# Job
Render these items as a two-column CSV with the headers "query" and "points", one row per item. Put each item's text and its answer in a single quoted field, with line breaks replaced by spaces.

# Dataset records
** begin **
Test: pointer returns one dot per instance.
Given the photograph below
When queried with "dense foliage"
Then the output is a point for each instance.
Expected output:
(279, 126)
** end **
# Reply
query,points
"Test: pointer returns one dot per instance. Given the photograph below When queried with ""dense foliage"" Then the output is a point for each instance. Expected output:","(279, 126)"